> _Point localization data_

- Opening Delimiter -

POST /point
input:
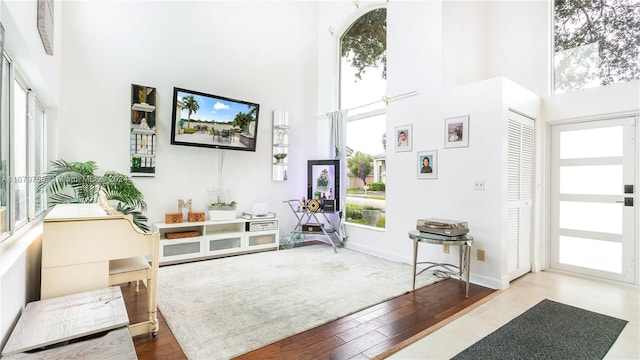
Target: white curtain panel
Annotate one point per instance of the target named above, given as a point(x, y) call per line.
point(338, 147)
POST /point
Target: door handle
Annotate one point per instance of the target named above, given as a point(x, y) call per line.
point(628, 201)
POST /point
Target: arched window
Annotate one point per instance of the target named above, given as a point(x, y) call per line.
point(363, 70)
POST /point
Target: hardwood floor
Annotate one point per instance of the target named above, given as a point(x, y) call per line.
point(374, 332)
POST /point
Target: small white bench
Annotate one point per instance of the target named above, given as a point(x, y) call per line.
point(87, 325)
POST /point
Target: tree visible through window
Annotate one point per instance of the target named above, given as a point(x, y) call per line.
point(596, 43)
point(363, 72)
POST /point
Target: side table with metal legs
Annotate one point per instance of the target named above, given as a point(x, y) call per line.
point(460, 271)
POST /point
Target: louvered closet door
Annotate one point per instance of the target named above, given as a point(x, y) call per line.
point(520, 178)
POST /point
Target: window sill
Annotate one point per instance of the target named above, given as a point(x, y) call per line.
point(367, 227)
point(17, 244)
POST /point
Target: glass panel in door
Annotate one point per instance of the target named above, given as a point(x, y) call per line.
point(592, 230)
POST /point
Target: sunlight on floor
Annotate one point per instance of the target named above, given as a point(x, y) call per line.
point(613, 300)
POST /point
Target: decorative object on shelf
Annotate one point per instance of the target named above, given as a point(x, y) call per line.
point(314, 205)
point(287, 242)
point(173, 218)
point(312, 227)
point(142, 140)
point(76, 182)
point(280, 144)
point(195, 216)
point(456, 132)
point(427, 164)
point(181, 234)
point(45, 24)
point(184, 205)
point(255, 217)
point(403, 137)
point(222, 211)
point(260, 209)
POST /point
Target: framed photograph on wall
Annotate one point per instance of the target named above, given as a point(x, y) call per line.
point(402, 137)
point(427, 164)
point(456, 132)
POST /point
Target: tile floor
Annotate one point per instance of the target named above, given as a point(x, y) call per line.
point(613, 300)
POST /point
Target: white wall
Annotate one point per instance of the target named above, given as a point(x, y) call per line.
point(261, 52)
point(19, 263)
point(281, 55)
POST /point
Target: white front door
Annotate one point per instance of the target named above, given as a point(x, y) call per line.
point(593, 201)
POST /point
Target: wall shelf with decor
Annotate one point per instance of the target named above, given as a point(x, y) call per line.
point(280, 145)
point(190, 241)
point(142, 140)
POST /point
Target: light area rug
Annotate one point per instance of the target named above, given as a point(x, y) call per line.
point(221, 308)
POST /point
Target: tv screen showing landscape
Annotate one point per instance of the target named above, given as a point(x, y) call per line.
point(213, 121)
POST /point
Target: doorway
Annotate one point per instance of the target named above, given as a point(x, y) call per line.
point(593, 167)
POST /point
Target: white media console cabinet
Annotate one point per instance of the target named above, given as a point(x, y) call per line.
point(189, 241)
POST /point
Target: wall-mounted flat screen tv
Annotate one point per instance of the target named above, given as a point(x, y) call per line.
point(213, 121)
point(323, 181)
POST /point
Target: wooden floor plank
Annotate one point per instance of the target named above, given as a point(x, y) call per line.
point(370, 333)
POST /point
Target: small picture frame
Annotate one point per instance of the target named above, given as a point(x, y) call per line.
point(402, 137)
point(456, 132)
point(427, 164)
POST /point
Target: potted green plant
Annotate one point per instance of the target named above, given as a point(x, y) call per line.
point(76, 183)
point(219, 207)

- Closing Delimiter -

> _REQUIRED WORK_
Output the lines above exactly, but only those between the line holding "Target: arched window" and the line holding "Target: window sill", inclusive.

> _TASK ANSWER_
Target: arched window
Annotate one point per instance of the target named above, given as a point(x, y) call per line.
point(363, 70)
POST /point
Target: hardwood floor
Annotate one point per instance of the target named above, given as a point(x, y) call per line.
point(374, 332)
POST /point
Target: small white bench
Annotate one point per instance of the target named above, given as a point(x, y) call per line.
point(87, 325)
POST /point
Target: tree visible through window
Annotate one point per instance of the target named above, given as a point(x, y) call per line.
point(596, 43)
point(363, 72)
POST /point
Target: side table with metal legs
Annotate one point per instance of the target named above, given as a point(x, y) call per line.
point(460, 271)
POST /point
Target: louvered closet door
Annotate one point per instance of the target named above, given as a point(x, y) call per line.
point(520, 178)
POST /point
Target: window sill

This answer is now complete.